* [WHAT IS REQUIRED]:
Change "bounding boxes" to "rectangles" throughout the records below, leaving every other line as it is.
━━━━━ DATA EXTRACT
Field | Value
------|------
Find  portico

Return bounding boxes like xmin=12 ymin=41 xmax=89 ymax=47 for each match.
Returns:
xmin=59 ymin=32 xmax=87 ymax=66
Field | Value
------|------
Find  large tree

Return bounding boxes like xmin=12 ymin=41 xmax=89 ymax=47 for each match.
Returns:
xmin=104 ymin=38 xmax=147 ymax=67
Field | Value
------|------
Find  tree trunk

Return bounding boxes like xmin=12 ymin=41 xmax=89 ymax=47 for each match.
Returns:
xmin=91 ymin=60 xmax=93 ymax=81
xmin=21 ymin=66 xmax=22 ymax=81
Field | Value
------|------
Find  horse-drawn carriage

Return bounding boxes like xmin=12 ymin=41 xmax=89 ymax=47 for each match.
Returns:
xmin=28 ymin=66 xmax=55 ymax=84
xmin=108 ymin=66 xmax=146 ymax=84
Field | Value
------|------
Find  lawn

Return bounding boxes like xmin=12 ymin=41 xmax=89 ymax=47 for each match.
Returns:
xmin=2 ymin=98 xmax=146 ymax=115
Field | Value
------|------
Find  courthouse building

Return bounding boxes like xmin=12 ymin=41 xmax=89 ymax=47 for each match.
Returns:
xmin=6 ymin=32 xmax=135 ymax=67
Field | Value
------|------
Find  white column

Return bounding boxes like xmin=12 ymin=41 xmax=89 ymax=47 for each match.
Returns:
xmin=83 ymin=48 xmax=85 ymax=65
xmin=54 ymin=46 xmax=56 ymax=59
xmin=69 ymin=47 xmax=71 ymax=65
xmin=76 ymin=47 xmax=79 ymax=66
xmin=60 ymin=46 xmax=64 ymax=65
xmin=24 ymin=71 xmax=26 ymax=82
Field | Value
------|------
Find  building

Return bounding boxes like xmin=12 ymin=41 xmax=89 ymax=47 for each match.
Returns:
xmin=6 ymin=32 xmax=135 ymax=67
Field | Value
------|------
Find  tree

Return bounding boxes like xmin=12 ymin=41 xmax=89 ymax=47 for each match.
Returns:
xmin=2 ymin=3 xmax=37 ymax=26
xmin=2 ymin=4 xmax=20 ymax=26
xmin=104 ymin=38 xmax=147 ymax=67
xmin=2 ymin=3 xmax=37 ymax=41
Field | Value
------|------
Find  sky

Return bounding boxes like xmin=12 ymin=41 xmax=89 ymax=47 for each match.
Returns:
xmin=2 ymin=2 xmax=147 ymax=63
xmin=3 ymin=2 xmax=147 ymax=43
━━━━━━━━━━
* [WRITTEN RESPONSE]:
Field | Value
------|------
Find  portico

Return rectangles like xmin=12 ymin=41 xmax=89 ymax=47 for each match.
Returns:
xmin=59 ymin=32 xmax=87 ymax=66
Field | Value
------|------
Find  large tree

Return rectangles like xmin=12 ymin=41 xmax=89 ymax=47 for each match.
Returns:
xmin=104 ymin=38 xmax=147 ymax=67
Field | Value
------|------
Find  tree trunk

Return rectangles like xmin=12 ymin=41 xmax=89 ymax=47 for each match.
Returns:
xmin=91 ymin=60 xmax=93 ymax=81
xmin=21 ymin=66 xmax=22 ymax=81
Field | Value
------|------
Find  horse-drawn carriage

Return rectangles like xmin=12 ymin=41 xmax=89 ymax=47 for each match.
Returns:
xmin=28 ymin=66 xmax=55 ymax=84
xmin=108 ymin=66 xmax=146 ymax=84
Field | Value
------|------
Find  lawn

Return rectangles like xmin=12 ymin=41 xmax=89 ymax=47 for each match.
Returns:
xmin=2 ymin=98 xmax=146 ymax=115
Field | Value
------|------
Find  courthouse building

Return rectangles like xmin=12 ymin=41 xmax=89 ymax=47 for each match.
Returns:
xmin=6 ymin=32 xmax=135 ymax=67
Field | Value
------|------
Find  white column

Return rectangles like xmin=12 ymin=41 xmax=89 ymax=47 for each match.
Returns:
xmin=83 ymin=48 xmax=85 ymax=65
xmin=54 ymin=46 xmax=56 ymax=59
xmin=69 ymin=47 xmax=71 ymax=65
xmin=76 ymin=47 xmax=79 ymax=66
xmin=60 ymin=46 xmax=64 ymax=65
xmin=24 ymin=71 xmax=26 ymax=82
Field | Value
------|------
Find  building

Return rectangles like xmin=12 ymin=41 xmax=89 ymax=47 for each match.
Returns:
xmin=6 ymin=32 xmax=135 ymax=67
Field | Value
------|------
Find  tree

Return rectangles like xmin=12 ymin=41 xmax=89 ymax=47 for each match.
Returns:
xmin=2 ymin=3 xmax=37 ymax=26
xmin=2 ymin=4 xmax=20 ymax=26
xmin=104 ymin=38 xmax=147 ymax=67
xmin=2 ymin=3 xmax=37 ymax=41
Field | Value
------|------
Find  sky

Return rectangles like xmin=12 ymin=41 xmax=89 ymax=47 for each match.
Returns:
xmin=2 ymin=2 xmax=147 ymax=63
xmin=3 ymin=2 xmax=147 ymax=43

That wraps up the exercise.